▸ **TASK ITEM**:
Report only the number of lines below in which the string "sign" appears.

------------------------------------------------

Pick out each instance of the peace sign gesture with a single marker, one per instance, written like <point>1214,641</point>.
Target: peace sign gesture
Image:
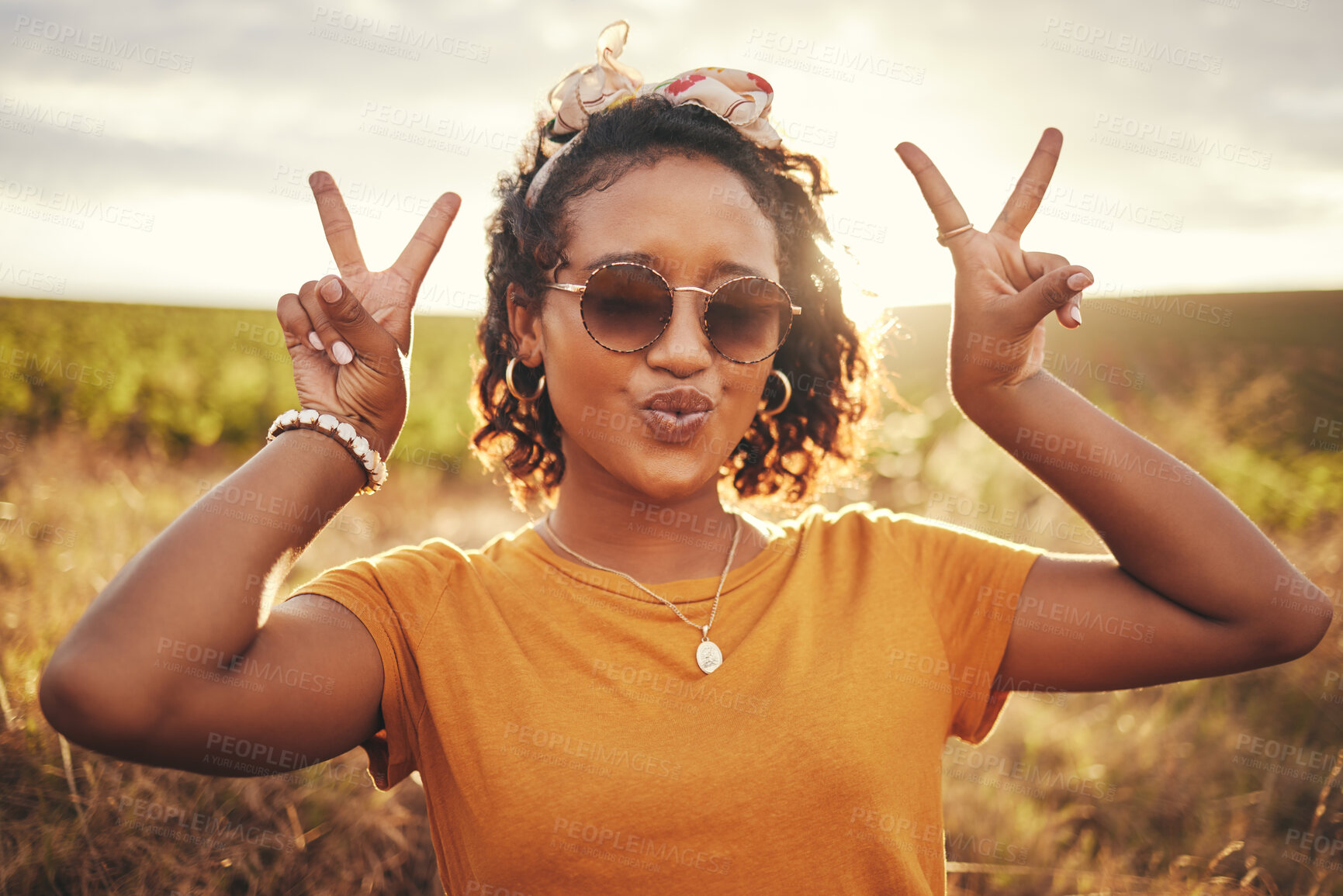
<point>349,336</point>
<point>1003,295</point>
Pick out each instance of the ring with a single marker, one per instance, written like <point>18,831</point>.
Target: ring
<point>943,238</point>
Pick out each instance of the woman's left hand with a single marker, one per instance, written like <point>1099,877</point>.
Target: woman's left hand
<point>1003,295</point>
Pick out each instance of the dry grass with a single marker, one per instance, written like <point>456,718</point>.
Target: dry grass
<point>1135,791</point>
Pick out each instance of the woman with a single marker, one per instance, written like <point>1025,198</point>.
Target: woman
<point>656,270</point>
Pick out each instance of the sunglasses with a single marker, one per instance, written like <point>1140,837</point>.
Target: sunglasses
<point>626,306</point>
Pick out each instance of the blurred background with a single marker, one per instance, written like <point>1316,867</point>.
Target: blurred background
<point>154,207</point>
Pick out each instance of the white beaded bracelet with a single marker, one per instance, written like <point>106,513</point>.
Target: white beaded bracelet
<point>375,470</point>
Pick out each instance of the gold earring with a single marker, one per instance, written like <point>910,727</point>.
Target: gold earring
<point>508,380</point>
<point>787,395</point>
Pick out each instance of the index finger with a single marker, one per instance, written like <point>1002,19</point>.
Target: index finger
<point>414,261</point>
<point>946,207</point>
<point>337,223</point>
<point>1025,199</point>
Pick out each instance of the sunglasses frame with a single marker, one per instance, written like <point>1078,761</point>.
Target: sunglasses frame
<point>704,320</point>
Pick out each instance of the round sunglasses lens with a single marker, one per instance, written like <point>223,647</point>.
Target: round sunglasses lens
<point>749,319</point>
<point>626,306</point>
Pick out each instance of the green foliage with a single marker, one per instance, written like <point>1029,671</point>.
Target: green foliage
<point>1134,791</point>
<point>183,378</point>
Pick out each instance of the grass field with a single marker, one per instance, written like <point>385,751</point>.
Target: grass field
<point>115,420</point>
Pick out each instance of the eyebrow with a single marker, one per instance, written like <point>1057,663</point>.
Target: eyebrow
<point>718,269</point>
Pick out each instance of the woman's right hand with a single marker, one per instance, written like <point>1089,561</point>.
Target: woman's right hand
<point>349,336</point>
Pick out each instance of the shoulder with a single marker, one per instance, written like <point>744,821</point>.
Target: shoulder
<point>399,587</point>
<point>861,525</point>
<point>857,521</point>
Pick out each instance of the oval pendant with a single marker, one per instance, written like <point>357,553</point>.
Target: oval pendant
<point>708,656</point>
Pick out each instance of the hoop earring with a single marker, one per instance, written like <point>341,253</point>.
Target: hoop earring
<point>787,395</point>
<point>508,380</point>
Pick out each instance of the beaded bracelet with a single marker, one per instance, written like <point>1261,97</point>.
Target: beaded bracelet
<point>359,448</point>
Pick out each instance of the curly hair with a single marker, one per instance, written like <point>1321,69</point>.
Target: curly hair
<point>790,455</point>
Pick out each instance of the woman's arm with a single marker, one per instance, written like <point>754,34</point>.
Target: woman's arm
<point>180,653</point>
<point>164,655</point>
<point>1192,587</point>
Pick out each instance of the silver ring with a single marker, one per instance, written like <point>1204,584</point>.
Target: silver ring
<point>943,238</point>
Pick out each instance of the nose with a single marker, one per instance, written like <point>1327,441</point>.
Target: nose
<point>684,348</point>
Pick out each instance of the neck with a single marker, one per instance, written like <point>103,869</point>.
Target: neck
<point>653,539</point>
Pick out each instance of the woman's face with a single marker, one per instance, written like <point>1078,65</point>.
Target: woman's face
<point>692,222</point>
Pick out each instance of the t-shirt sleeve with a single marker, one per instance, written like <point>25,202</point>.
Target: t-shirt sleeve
<point>395,594</point>
<point>970,580</point>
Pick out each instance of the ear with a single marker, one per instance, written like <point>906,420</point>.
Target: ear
<point>525,325</point>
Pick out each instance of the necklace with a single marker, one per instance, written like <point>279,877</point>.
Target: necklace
<point>708,653</point>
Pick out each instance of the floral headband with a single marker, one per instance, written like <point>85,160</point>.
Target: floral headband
<point>739,97</point>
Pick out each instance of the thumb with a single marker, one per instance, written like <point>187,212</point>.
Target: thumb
<point>369,341</point>
<point>1057,290</point>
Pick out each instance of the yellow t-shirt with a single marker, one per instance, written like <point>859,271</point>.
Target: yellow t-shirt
<point>569,742</point>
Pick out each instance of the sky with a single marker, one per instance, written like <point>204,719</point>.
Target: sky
<point>159,152</point>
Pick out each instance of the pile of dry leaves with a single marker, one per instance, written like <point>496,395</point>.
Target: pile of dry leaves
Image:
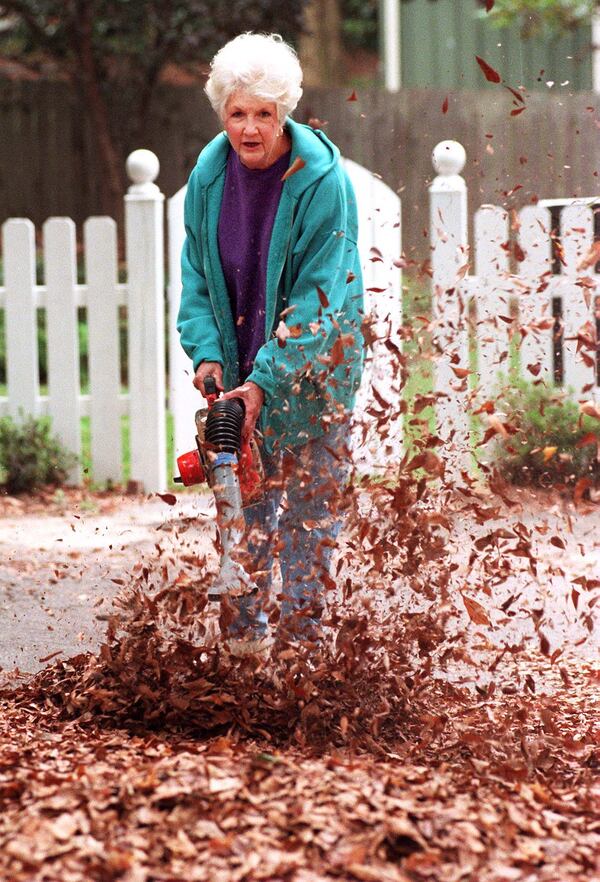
<point>162,758</point>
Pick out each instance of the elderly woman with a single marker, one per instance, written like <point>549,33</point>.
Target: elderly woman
<point>271,308</point>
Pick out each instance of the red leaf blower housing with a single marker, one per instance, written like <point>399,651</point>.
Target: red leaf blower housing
<point>234,473</point>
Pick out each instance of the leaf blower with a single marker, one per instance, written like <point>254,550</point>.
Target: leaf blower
<point>234,473</point>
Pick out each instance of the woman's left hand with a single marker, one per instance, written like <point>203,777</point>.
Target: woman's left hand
<point>253,398</point>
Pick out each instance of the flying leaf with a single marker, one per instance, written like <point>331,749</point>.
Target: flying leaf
<point>476,612</point>
<point>491,75</point>
<point>323,300</point>
<point>169,498</point>
<point>296,165</point>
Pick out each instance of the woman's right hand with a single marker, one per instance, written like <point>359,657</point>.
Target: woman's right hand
<point>208,369</point>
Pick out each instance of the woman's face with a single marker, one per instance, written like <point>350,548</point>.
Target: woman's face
<point>253,130</point>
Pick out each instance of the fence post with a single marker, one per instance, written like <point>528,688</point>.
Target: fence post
<point>449,259</point>
<point>146,321</point>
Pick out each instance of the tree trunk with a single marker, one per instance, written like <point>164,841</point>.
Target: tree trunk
<point>112,184</point>
<point>320,49</point>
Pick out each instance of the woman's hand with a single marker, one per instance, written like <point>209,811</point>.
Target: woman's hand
<point>208,369</point>
<point>253,398</point>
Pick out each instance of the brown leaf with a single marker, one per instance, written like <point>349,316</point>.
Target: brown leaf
<point>169,498</point>
<point>476,612</point>
<point>296,166</point>
<point>491,75</point>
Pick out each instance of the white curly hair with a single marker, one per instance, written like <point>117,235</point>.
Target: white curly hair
<point>261,65</point>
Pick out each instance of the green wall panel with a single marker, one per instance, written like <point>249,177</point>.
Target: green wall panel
<point>440,41</point>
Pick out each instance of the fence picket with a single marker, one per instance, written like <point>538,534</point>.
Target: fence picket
<point>20,317</point>
<point>449,257</point>
<point>579,359</point>
<point>146,322</point>
<point>62,335</point>
<point>535,307</point>
<point>184,399</point>
<point>492,295</point>
<point>100,235</point>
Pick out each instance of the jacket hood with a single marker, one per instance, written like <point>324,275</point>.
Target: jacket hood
<point>312,146</point>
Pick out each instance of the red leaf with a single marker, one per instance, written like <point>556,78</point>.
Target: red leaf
<point>515,93</point>
<point>296,165</point>
<point>322,298</point>
<point>491,75</point>
<point>169,498</point>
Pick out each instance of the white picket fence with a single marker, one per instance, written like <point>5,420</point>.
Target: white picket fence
<point>495,281</point>
<point>143,296</point>
<point>532,283</point>
<point>60,297</point>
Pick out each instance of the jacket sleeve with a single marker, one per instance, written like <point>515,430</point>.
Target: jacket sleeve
<point>322,257</point>
<point>196,322</point>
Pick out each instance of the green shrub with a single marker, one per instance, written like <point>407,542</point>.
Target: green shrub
<point>30,456</point>
<point>540,419</point>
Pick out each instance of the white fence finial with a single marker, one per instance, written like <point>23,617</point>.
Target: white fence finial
<point>448,158</point>
<point>142,168</point>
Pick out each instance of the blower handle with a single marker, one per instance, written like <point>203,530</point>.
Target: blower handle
<point>210,390</point>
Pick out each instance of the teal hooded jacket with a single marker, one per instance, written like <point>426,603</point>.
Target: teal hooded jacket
<point>310,365</point>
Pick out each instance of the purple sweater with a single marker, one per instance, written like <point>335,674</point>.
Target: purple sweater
<point>250,201</point>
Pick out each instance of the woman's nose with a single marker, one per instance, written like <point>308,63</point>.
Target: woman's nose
<point>250,124</point>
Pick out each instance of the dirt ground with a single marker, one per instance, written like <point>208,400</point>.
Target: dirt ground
<point>143,764</point>
<point>63,557</point>
<point>62,560</point>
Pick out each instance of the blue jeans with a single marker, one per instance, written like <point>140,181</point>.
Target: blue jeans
<point>308,480</point>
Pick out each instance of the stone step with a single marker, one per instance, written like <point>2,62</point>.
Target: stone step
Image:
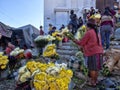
<point>68,48</point>
<point>66,52</point>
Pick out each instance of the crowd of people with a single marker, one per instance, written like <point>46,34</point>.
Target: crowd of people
<point>100,26</point>
<point>95,40</point>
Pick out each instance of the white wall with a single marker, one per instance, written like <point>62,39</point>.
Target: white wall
<point>56,12</point>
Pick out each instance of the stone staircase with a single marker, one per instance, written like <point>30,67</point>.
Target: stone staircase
<point>67,50</point>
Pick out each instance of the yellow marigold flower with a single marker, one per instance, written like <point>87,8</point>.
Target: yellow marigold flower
<point>69,73</point>
<point>4,57</point>
<point>5,61</point>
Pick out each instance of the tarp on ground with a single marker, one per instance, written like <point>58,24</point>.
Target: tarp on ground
<point>5,30</point>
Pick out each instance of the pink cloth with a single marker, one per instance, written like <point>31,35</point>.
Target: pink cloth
<point>89,43</point>
<point>8,50</point>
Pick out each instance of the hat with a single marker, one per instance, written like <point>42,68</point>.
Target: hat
<point>91,21</point>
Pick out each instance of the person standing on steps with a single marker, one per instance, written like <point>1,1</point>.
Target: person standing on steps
<point>106,27</point>
<point>93,50</point>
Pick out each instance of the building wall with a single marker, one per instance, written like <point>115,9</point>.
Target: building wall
<point>56,12</point>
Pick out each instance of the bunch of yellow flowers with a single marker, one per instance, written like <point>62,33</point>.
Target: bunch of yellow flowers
<point>46,76</point>
<point>57,35</point>
<point>54,78</point>
<point>3,61</point>
<point>50,51</point>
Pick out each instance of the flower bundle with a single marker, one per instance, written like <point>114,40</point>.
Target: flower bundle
<point>56,77</point>
<point>42,41</point>
<point>3,61</point>
<point>50,51</point>
<point>18,53</point>
<point>68,34</point>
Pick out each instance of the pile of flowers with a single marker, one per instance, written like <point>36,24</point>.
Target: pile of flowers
<point>42,41</point>
<point>47,76</point>
<point>3,61</point>
<point>57,36</point>
<point>17,53</point>
<point>50,51</point>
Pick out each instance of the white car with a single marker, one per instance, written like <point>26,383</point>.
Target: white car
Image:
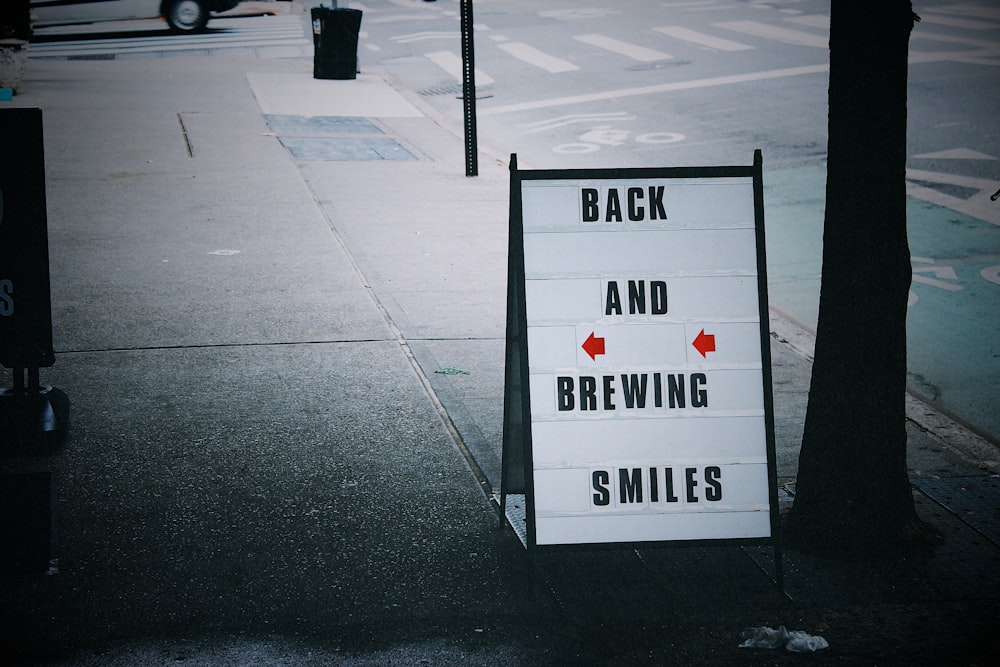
<point>182,15</point>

------------------------------------------------

▸ **ANSWER TO THE EXERCISE**:
2